SET OF TASKS:
A. According to the review of Dark Secret, what gives the Mars colony's VIPs only a short time to prepare an expedition?
B. Using the review of Dark Secret, explain why the book's title is a play on words.
C. Reproduce the passage of the book review starting with "Human nature being" and going on through "done, Mr. Lerner!".

READING TEXT section start

Dark Secret. Edward M. Lerner, author. (Phoenix Pick, 2016.) Can six people start a new human civilization out among the stars? They can with frozen and fertilized embryos and a lot of science and technology to back them up. Their adventure begins when a gamma ray burst from two merging neutron stars gives the Mars colony’s VIPs only a short time to prepare an expedition to preserve the human race. The teeming billions of Earth and Mars are doomed, so the six have to muddle on.

Human nature being what it is, the probability there will be one power-hungry fanatic among them is certainty. Ask yourself what the choir boys in Lord of the Flies would become if brainwashed by such a warped individual—that’s the danger the other five face. Sinister, exploitive danger generated by one individual with Hitler-like aspirations.

This sci-fi novel can be many things to many readers—dark psychological drama, extrapolative science, post-apocalyptic tale, refined space opera—but entertaining will be all their common denominators. The title is a play on words. The planet is named Dark, but the fanatical despot in the tale has a dark secret until the nefarious plans become known to the other five. Better than your average sci-fi story, I must say. Well done, Mr. Lerner!

In libris libertas!

READING TEXT section end
EXTRACTED INFORMATION section start

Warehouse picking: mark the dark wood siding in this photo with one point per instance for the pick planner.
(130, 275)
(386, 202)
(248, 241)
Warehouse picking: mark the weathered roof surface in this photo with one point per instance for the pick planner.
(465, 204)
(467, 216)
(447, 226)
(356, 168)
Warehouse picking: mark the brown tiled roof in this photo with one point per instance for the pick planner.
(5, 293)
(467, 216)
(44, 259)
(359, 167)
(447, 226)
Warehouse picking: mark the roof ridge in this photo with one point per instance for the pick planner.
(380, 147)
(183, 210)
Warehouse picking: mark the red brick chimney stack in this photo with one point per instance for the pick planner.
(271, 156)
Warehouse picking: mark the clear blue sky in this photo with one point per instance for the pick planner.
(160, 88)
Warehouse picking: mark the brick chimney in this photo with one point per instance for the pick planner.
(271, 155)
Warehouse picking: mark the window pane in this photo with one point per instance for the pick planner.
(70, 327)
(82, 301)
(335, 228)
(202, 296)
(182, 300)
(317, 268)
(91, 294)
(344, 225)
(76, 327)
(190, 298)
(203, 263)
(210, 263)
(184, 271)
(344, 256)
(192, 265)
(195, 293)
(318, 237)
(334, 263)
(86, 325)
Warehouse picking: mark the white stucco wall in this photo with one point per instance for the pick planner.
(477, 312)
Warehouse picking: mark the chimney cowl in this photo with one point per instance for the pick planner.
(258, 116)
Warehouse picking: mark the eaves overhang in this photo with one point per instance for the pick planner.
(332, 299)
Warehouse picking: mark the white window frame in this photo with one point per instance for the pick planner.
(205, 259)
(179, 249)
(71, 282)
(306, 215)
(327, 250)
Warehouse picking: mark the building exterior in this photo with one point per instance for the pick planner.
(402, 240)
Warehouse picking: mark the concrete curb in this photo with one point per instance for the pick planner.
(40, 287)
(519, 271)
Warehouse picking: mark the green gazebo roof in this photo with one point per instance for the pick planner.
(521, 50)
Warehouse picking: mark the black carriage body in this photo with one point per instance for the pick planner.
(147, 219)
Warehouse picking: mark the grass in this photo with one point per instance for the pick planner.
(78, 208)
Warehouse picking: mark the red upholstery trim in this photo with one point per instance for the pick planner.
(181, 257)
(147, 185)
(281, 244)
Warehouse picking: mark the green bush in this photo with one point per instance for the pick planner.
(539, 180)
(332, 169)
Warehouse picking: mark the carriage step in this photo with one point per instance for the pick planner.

EXTRACTED INFORMATION section end

SOLUTIONS PER TASK:
A. A gamma ray burst from two merging neutron stars.

B. The planet in the story is named Dark. The fanatical despot also has a dark secret until the other five learn of the nefarious plans.

C.
Human nature being what it is, the probability there will be one power-hungry fanatic among them is certainty. Ask yourself what the choir boys in Lord of the Flies would become if brainwashed by such a warped individual—that’s the danger the other five face. Sinister, exploitive danger generated by one individual with Hitler-like aspirations.

This sci-fi novel can be many things to many readers—dark psychological drama, extrapolative science, post-apocalyptic tale, refined space opera—but entertaining will be all their common denominators. The title is a play on words. The planet is named Dark, but the fanatical despot in the tale has a dark secret until the nefarious plans become known to the other five. Better than your average sci-fi story, I must say. Well done, Mr. Lerner!